TASK OBJECTIVE: Copy the data that appears below exactly. Drop the pictures.

THE DATA:
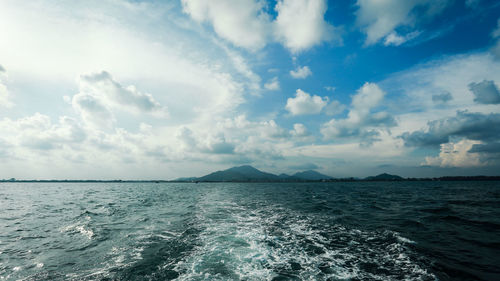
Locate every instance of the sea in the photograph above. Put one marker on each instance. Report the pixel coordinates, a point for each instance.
(426, 230)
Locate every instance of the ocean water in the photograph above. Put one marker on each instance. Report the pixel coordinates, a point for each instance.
(250, 231)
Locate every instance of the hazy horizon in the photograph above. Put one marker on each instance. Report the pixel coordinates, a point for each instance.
(126, 89)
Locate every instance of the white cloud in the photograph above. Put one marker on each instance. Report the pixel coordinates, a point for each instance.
(485, 92)
(300, 24)
(496, 34)
(299, 130)
(455, 154)
(102, 86)
(361, 122)
(93, 111)
(395, 39)
(379, 19)
(4, 93)
(243, 23)
(39, 133)
(273, 84)
(334, 108)
(301, 72)
(116, 37)
(303, 103)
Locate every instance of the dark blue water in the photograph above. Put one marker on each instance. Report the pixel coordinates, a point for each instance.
(231, 231)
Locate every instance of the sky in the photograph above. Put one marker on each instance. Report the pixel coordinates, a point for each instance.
(122, 89)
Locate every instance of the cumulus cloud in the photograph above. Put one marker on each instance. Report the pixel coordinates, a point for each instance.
(301, 72)
(361, 121)
(4, 93)
(493, 147)
(102, 86)
(38, 132)
(242, 23)
(99, 95)
(273, 84)
(93, 111)
(379, 19)
(303, 103)
(442, 98)
(456, 154)
(395, 39)
(485, 92)
(300, 24)
(473, 126)
(299, 130)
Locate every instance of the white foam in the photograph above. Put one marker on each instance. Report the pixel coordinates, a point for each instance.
(255, 244)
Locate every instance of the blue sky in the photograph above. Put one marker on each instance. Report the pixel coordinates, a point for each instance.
(164, 89)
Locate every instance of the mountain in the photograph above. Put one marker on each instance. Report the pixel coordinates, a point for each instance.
(311, 175)
(242, 173)
(384, 177)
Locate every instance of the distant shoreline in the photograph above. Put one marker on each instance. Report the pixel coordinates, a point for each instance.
(455, 178)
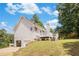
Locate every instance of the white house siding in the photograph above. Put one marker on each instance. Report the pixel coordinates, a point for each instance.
(24, 34)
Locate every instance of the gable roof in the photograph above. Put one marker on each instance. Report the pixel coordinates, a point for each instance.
(25, 21)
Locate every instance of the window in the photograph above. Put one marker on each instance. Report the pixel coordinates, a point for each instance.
(35, 28)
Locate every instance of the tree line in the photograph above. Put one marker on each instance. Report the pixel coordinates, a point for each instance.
(69, 20)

TASK OUTPUT:
Locate every instance of the sea in the photograph above. Put one marker on each instance. Report the pixel coordinates, a point for each instance.
(426, 230)
Locate every instance of the ocean water in the photograph above. Put one marker on each instance. Report the pixel coordinates, a point for each instance.
(250, 231)
Locate every instance of the hazy horizon in the photograph above. Put one marker on each instance. Report the pixel coordinates, a point for each instance.
(126, 89)
Locate every instance of the white cloud in the photograph above. Put one marker on each instance. Report the pixel coordinates, a point for each instance.
(485, 92)
(300, 24)
(496, 34)
(299, 130)
(455, 154)
(102, 86)
(361, 122)
(93, 111)
(395, 39)
(379, 19)
(4, 93)
(243, 23)
(39, 133)
(273, 84)
(334, 108)
(301, 72)
(116, 37)
(303, 103)
Locate every instance of the dark blue water in the photograph above. Put one marker on each instance. Report the pixel coordinates, a point for each instance.
(231, 231)
Locate every instance of the sky in the photograph above. Put one marker on each instance. Report the pixel coordinates, a point for each instance.
(122, 89)
Locate every instance of the cumulus cloud in the photograph above. Put one marker on each instance. Report the pixel coordinates, a point for each instance.
(301, 72)
(361, 121)
(4, 93)
(493, 147)
(102, 86)
(38, 132)
(242, 23)
(99, 95)
(273, 84)
(93, 111)
(379, 19)
(303, 103)
(442, 98)
(456, 154)
(395, 39)
(485, 92)
(300, 24)
(473, 126)
(299, 130)
Locate every instance of the white foam in the photograph above. Put one marker on each instance. Report the pixel coordinates, a point for each instance.
(255, 244)
Locate every instance of the blue sky in the photograph above. Put one marker on each instance. Report the pixel coordinates, a point for each instance.
(164, 89)
Locate every instance of the mountain in the photograph above. Put one marker on each instance. Report the pixel coordinates, a point for each instance.
(311, 175)
(242, 173)
(384, 177)
Locate every instance of the distant shoreline in the photograph above. Put one marker on each instance. Report the pixel coordinates, a point for each instance.
(455, 178)
Locate every instance of the white house siding in the photograph above. Put one marker on each instance. Report the pixel coordinates, a point for each instance.
(24, 34)
Locate every instance of the gable roof in the photograph above. Put one marker on each instance. Report the pixel coordinates, a point for each instance.
(25, 21)
Locate every instance of the window in the photograph above. Put one marker on each instance. Report the pixel coordinates, a point for each instance.
(35, 28)
Locate every instance of the tree line in the photograph above. Put one marker on each instance. Report the pixel coordinates, a point for each instance.
(69, 20)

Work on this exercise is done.